Task to carry out:
Could you extract the passage of the furlough article starting with "Speaking to Sophy" and going on through "the next crisis.", copied exactly?

Excerpted text:

'''

FURLOUGH SCHEME: British Chancellor Hints At Furlough Extension But Says He Must ‘Level’ With Public Over Pandemic Toll

Chancellor Rishi Sunak has hinted at an extension to the furlough scheme but warned he will ‘level’ with the public over the economic toll of the pandemic.

Speaking to Sophy Ridge on Sunday, Mr Sunak insisted he will do whatever it takes to support business in the UK as it recovers from coronavirus lockdown measures.

He said: “I said at the beginning of this crisis that I would do whatever it took to protect people, families and business through this crisis and I remain completely committed to that.

“This is about appreciating the damage that coronavirus has done to our economy, ensuring that we protect, but also making sure that our public finances return over time so that we can (prepare) for the next crisis.

“What I want to deliver is support for our economy now when it needs it, support along that road map, helping to drive our recovery, but also levelling with people and being straight about the challenges we face over time because of the shock coronavirus has caused our public finances and making sure we’re clear with people about an honest and fair plan to address that.”

Mr Sunak did not deny that he plans to increase taxes to attempt to recoup some of the damage caused by lockdowns, before then slashing them in a pre-election budget.

He said: “I want to deliver our promises that we made to the British public that we would be responsible with their money, that we would look after the nation’s finances and we would deliver strong public services.

The four stages of England's lockdown lifting

“I think in the short-term what we need to do is protect the economy and keep supporting the economy through the road map and over time what we need to do is make sure our public finances are sustainable.

“That isn’t going to happen overnight, that’s going to be work that takes time given the scale of the shock that we’ve experienced.”

A £5bn grant scheme to help pubs, restaurants and retailers hit hardest by lockdown restrictions is set to be unveiled by the chancellor in Wednesday’s budget.

Among other items expected to be in it are:

  • Support for first-time buyers by incentivising lenders to accept deposits of just 5% for properties up to £600,000
  • Non-essential shops in England will be able to apply for “restart grants” worth up to £6,000 to help them open gradually as lockdown eased
  • Hospitality venues, hotels, gyms and leisure firms – which can only open later in the government’s roadmap – could eligible for up to £18,000.
  • An additional £794m in funding earmarked for the devolved nations.

It’s highly likely that the axe will have to fall in other areas, with government borrowing surging over the past year to pay for the response to COVID-19. State debt had increased to £2.1trn by the end of January, the highest debt-to-GDP ratio in almost 60 years.

Speaking to the Financial Times, the chancellor warned that the UK is “exposed” to changes in currently low interest rates – and a rise of just 1% would add £25bn a year to the cost of servicing debt.

'''

Recorded data:
'''

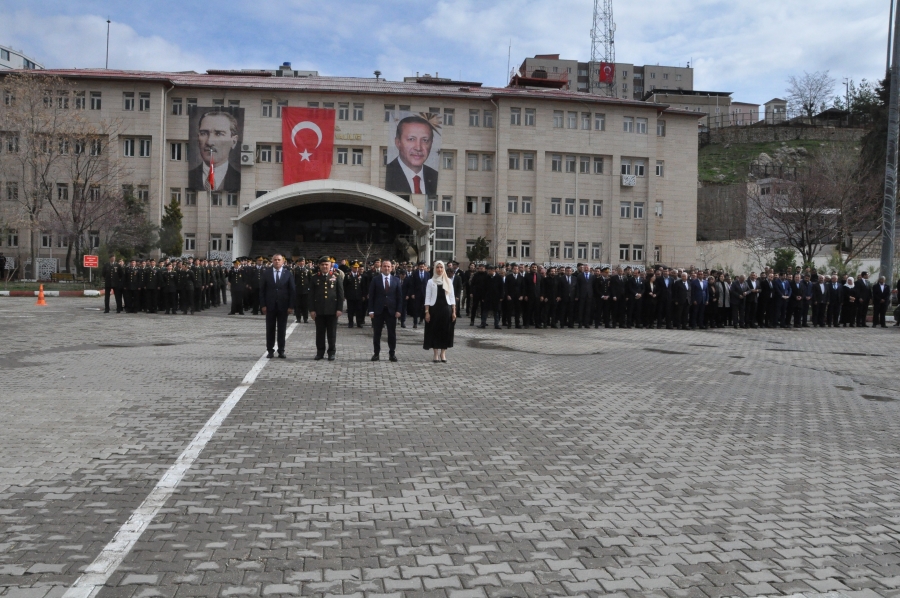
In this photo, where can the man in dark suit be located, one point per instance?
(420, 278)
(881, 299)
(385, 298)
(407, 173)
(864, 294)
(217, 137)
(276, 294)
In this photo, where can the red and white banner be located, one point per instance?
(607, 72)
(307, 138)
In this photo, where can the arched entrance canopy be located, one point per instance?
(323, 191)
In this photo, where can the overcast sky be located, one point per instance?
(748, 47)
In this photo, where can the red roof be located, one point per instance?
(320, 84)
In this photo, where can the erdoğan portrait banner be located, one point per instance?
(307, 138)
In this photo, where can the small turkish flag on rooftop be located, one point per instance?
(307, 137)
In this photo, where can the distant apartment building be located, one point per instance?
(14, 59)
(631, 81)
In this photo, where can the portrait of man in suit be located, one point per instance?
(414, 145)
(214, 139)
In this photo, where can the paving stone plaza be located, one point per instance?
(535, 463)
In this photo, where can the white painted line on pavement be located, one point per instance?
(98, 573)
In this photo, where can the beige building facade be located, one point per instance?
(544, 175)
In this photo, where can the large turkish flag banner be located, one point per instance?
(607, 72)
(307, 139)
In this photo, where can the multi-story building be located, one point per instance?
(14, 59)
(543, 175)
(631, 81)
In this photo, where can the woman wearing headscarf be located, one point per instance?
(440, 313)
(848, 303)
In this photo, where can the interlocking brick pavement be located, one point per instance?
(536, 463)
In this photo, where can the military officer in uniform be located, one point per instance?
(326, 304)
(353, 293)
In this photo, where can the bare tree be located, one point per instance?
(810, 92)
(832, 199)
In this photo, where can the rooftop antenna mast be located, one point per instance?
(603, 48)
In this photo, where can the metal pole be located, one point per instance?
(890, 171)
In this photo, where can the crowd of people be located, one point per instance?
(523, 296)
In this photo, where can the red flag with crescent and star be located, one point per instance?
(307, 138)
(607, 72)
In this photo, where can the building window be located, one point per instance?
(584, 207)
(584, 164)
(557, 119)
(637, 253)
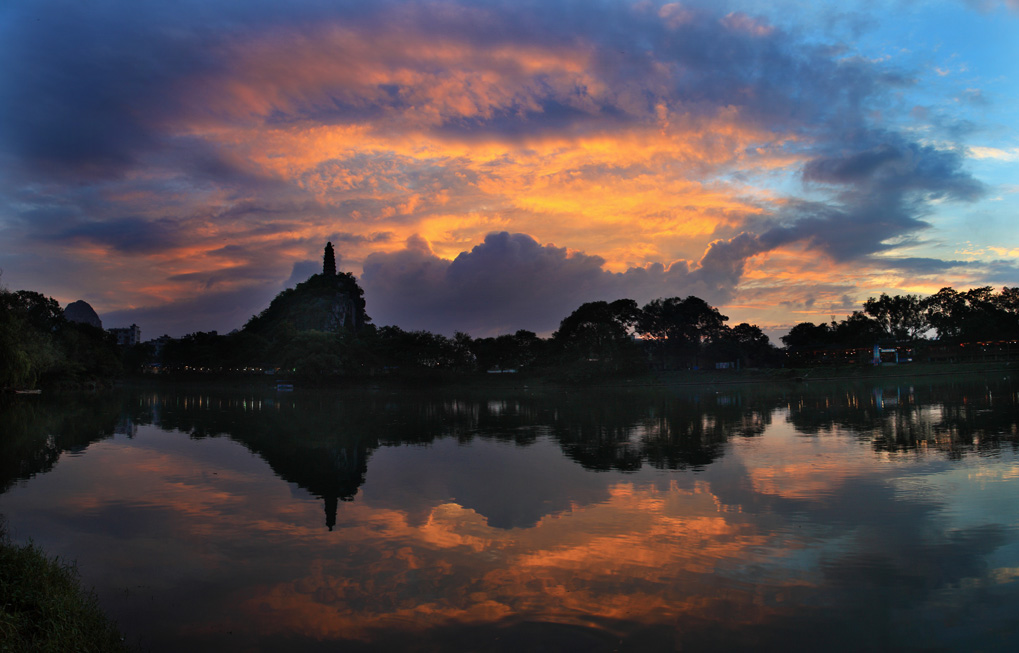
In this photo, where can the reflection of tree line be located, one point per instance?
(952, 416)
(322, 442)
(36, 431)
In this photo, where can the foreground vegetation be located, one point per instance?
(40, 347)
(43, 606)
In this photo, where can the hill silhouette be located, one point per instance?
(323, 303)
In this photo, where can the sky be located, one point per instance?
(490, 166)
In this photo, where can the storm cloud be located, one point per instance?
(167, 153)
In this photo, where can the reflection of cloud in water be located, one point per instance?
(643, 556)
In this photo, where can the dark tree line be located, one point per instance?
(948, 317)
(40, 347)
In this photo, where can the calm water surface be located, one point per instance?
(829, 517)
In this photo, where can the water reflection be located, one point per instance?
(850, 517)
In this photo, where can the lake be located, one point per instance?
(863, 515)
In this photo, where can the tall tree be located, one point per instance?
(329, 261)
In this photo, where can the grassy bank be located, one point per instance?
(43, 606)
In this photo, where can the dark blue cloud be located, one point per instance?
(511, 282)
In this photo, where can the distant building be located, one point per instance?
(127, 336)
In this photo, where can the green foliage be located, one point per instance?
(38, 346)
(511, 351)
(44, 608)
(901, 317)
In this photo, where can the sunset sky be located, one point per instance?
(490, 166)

'''

Task response:
Speaking to Sophy Ridge on Sunday, Mr Sunak insisted he will do whatever it takes to support business in the UK as it recovers from coronavirus lockdown measures.

He said: “I said at the beginning of this crisis that I would do whatever it took to protect people, families and business through this crisis and I remain completely committed to that.

“This is about appreciating the damage that coronavirus has done to our economy, ensuring that we protect, but also making sure that our public finances return over time so that we can (prepare) for the next crisis.